→ **Task to carry out**
The lines to reproduce run from the first one below to the line containing "negative clicks: (191, 207)", both included. Reproduce them exactly and nothing else.

Dataset items:
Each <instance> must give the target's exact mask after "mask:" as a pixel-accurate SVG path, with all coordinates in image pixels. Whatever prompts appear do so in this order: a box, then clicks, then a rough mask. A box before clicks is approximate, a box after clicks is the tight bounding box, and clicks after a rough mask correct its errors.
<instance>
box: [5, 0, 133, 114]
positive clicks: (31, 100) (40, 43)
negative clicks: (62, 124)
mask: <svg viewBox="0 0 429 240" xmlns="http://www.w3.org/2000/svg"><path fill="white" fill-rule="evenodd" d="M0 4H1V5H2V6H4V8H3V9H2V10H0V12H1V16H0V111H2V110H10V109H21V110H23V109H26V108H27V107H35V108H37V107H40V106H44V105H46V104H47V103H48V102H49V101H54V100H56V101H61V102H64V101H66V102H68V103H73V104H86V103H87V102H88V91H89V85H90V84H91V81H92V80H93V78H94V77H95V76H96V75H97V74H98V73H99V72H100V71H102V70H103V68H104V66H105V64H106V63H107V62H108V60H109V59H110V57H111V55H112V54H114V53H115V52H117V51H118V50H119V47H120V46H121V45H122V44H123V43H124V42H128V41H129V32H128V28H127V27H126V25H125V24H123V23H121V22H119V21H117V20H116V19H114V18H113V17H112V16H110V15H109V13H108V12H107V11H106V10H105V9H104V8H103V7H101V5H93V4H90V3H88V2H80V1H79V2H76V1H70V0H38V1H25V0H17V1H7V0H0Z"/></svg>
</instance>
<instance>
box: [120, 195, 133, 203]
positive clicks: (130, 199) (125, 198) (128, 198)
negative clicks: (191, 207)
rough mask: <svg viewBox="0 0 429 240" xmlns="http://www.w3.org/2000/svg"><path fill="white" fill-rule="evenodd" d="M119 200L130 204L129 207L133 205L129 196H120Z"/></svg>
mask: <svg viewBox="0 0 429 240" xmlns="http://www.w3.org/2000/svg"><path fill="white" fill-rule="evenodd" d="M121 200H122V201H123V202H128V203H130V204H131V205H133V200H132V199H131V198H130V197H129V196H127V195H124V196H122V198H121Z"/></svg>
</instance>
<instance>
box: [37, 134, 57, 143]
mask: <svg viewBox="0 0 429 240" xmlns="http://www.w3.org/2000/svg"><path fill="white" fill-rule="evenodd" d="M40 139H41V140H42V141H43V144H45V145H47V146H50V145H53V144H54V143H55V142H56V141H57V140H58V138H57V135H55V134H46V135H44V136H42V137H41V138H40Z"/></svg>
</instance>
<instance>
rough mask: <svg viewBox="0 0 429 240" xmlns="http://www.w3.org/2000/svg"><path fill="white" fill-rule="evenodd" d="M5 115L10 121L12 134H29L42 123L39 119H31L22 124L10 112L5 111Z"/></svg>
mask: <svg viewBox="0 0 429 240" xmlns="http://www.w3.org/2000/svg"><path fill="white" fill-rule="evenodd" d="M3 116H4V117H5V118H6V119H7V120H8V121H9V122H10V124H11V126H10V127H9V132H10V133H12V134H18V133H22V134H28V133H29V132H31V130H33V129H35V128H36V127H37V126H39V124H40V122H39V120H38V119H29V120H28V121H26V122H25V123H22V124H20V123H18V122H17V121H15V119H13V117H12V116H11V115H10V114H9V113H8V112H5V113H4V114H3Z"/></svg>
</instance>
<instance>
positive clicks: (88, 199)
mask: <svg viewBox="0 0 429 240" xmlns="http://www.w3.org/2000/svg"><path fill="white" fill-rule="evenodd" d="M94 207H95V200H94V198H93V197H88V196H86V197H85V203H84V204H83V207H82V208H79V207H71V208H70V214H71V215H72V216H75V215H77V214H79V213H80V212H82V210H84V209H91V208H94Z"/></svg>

→ **Written solution**
Each <instance> must give the target's exact mask after "mask:" as a pixel-accurate SVG path, with all coordinates in image pixels. Whatever prompts appear do so in this order: a box, then clicks, then a rough mask. A box before clicks is approximate, a box after clicks is the tight bounding box, and clicks after a rough mask correct its errors.
<instance>
box: [5, 0, 133, 114]
positive clicks: (31, 100) (40, 43)
negative clicks: (62, 124)
mask: <svg viewBox="0 0 429 240" xmlns="http://www.w3.org/2000/svg"><path fill="white" fill-rule="evenodd" d="M0 4H1V5H2V6H4V8H3V9H2V10H0V12H1V16H0V111H2V110H10V109H21V110H23V109H26V108H27V107H35V108H37V107H40V106H44V105H46V104H47V103H48V102H49V101H54V100H56V101H61V102H64V101H66V102H68V103H73V104H86V103H87V102H88V91H89V85H90V84H91V81H92V80H93V78H94V77H95V76H96V75H97V74H98V73H99V72H100V71H102V70H103V68H104V66H105V64H106V63H107V62H108V60H109V59H110V57H111V55H112V54H114V53H115V52H117V51H118V50H119V47H120V46H121V45H122V44H123V43H124V42H128V41H129V32H128V28H127V27H126V25H125V24H123V23H121V22H119V21H117V20H116V19H114V18H113V17H112V16H110V15H109V13H108V12H107V11H106V10H105V9H104V8H103V7H101V5H93V4H90V3H88V2H80V1H79V2H76V1H70V0H38V1H25V0H17V1H7V0H0Z"/></svg>
</instance>
<instance>
box: [120, 195, 133, 203]
positive clicks: (130, 199) (125, 198) (128, 198)
negative clicks: (191, 207)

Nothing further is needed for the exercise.